# Exercise description
What is needed is the run of lines from the one with "ground in the photo above." through the close of the data, set down exactly.

>> begin Task inputs

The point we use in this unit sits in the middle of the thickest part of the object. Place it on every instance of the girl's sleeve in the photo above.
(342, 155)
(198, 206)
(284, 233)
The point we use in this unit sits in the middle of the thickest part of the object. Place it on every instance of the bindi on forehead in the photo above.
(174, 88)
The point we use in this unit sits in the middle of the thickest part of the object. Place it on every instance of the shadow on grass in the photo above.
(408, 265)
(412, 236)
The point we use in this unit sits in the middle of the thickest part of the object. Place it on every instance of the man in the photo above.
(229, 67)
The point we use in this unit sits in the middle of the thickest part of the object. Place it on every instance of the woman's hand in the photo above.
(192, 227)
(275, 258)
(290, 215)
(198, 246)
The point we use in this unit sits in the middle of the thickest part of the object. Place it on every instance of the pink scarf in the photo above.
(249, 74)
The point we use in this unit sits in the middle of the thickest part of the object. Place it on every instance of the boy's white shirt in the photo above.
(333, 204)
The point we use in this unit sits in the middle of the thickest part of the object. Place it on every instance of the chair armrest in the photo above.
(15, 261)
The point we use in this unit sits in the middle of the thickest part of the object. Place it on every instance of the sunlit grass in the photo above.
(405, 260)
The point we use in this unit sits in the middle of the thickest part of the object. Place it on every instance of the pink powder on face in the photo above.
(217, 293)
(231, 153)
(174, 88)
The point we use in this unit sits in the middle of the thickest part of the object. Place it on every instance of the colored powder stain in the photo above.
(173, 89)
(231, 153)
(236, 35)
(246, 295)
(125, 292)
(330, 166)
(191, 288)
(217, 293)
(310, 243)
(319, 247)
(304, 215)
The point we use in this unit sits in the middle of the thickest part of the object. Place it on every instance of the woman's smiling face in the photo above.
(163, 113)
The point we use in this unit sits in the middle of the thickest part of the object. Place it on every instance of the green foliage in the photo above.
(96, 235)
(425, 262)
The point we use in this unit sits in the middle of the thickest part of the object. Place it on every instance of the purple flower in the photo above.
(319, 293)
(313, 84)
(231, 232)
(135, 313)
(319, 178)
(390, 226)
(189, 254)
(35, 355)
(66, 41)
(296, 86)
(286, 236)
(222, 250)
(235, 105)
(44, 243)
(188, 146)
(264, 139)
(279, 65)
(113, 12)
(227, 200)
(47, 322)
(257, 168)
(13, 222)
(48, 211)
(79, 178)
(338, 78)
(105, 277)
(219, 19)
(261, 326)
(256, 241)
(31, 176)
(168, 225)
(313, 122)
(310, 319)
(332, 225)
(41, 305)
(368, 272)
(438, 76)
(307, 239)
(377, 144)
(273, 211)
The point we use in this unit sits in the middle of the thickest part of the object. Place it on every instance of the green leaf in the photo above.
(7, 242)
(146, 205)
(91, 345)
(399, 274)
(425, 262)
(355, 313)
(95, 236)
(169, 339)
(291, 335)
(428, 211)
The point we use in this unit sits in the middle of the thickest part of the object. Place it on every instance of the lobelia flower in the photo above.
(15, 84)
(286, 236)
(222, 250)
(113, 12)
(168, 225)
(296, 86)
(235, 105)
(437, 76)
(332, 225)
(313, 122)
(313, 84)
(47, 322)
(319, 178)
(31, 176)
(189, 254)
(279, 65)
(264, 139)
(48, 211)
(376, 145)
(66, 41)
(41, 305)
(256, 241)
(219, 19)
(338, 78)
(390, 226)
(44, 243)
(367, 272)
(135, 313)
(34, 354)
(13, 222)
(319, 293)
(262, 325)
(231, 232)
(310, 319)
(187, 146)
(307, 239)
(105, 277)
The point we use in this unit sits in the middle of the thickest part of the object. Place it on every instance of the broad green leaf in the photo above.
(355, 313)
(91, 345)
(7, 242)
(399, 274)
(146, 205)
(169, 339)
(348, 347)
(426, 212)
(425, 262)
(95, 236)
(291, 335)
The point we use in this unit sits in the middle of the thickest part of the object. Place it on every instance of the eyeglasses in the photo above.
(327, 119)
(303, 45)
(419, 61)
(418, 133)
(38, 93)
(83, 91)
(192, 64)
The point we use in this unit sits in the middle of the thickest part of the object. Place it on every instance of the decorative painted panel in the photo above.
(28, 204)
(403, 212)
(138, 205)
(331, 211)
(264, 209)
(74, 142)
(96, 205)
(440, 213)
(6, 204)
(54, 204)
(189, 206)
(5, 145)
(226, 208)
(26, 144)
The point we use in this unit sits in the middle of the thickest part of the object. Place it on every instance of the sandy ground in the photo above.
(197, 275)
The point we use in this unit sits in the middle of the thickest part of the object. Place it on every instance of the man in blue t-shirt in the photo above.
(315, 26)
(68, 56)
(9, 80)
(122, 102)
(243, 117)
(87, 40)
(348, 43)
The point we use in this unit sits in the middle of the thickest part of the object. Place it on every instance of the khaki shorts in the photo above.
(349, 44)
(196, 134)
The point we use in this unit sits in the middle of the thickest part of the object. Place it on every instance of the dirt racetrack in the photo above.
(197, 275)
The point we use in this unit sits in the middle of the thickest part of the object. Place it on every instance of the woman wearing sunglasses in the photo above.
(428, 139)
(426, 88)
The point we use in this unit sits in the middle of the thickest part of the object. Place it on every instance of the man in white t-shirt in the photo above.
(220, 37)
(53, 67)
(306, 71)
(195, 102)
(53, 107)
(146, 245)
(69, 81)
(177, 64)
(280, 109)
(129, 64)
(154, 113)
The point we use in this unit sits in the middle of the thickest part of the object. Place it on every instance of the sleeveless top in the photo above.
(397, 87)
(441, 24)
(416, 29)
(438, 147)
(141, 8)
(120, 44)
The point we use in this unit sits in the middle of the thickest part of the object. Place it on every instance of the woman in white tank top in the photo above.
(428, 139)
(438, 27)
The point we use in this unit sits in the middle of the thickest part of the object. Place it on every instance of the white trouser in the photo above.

>> end Task inputs

# Solution for this problem
The point we use in this unit sits in the middle of the thickest part of the object. Place it on every instance of the sandy ground in the photo above.
(197, 275)
The point we use in this unit sits in the middle of the thickest part of the object. Place it on every instance of the man in blue t-shirt in the photo above.
(315, 26)
(68, 56)
(9, 80)
(122, 102)
(243, 117)
(87, 40)
(348, 43)
The point we use in this unit sits in the middle of the thickest part of the object. Place it on every instance of the khaki shorts in the photo above.
(349, 44)
(196, 134)
The point we use in this unit sits in the middle of the thickest part of the object. Place it on every instance of the dirt racetrack in the photo above.
(197, 275)
The point we use in this unit sits in the middle of the thickest part of the object. Place it on every instance of the woman wearing sunglasses in the photo above.
(428, 139)
(426, 88)
The point we use in this unit sits in the middle of the thickest part of the object. Place it on every instance of the man in white t-shirt in the photo above.
(220, 37)
(53, 67)
(306, 71)
(195, 102)
(53, 107)
(146, 245)
(69, 81)
(177, 64)
(280, 109)
(129, 64)
(154, 113)
The point we use in this unit sits in the middle of the thickest part of the object. Place it on every instance of the sleeveless top in the photo above.
(397, 87)
(441, 24)
(416, 29)
(438, 147)
(141, 8)
(120, 44)
The point we use in this unit sits in the middle of the thickest part of the object. Place it on every instance of the woman in white tank top in the photo above.
(428, 139)
(438, 27)
The point we use in this unit sits in the middle of the thickest part of the object. Place it on every instance of the white trouser in the photo above.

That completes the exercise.